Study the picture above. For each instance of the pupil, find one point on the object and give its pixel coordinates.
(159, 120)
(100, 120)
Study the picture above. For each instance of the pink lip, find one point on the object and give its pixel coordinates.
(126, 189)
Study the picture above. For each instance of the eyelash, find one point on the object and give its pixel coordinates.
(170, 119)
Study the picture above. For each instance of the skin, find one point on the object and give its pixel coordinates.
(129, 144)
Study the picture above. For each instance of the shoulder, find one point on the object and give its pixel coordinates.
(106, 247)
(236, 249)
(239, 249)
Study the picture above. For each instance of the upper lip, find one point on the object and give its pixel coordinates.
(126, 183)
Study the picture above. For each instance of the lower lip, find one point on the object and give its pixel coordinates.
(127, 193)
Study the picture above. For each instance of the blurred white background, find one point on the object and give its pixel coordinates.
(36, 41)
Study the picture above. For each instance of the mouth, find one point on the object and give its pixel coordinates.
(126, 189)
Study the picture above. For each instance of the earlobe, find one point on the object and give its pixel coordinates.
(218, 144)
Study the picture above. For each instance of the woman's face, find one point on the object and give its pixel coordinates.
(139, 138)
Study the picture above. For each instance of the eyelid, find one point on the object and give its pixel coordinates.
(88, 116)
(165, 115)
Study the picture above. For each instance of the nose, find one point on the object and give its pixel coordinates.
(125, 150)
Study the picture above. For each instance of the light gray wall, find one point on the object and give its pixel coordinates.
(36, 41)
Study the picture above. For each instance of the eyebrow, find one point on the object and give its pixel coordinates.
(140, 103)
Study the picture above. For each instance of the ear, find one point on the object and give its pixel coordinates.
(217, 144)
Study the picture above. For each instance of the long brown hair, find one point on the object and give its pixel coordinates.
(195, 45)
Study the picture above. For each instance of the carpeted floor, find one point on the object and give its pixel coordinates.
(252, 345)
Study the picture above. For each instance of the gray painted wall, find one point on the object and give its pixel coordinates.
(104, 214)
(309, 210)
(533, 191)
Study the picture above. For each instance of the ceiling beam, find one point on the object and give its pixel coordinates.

EXERCISE DIRECTIONS: Copy the data word for word, starting at the line that contains "Study the picture above. For each instance of the gray" and ending at the last line of the data.

PROBLEM SOLUTION:
Study the picture above. For each instance of the gray painted wall, find one point on the object and give its pixel coordinates.
(104, 214)
(309, 210)
(533, 191)
Study the picture above. For each instance of the ceiling beam, find one point on the object and give its pixel coordinates.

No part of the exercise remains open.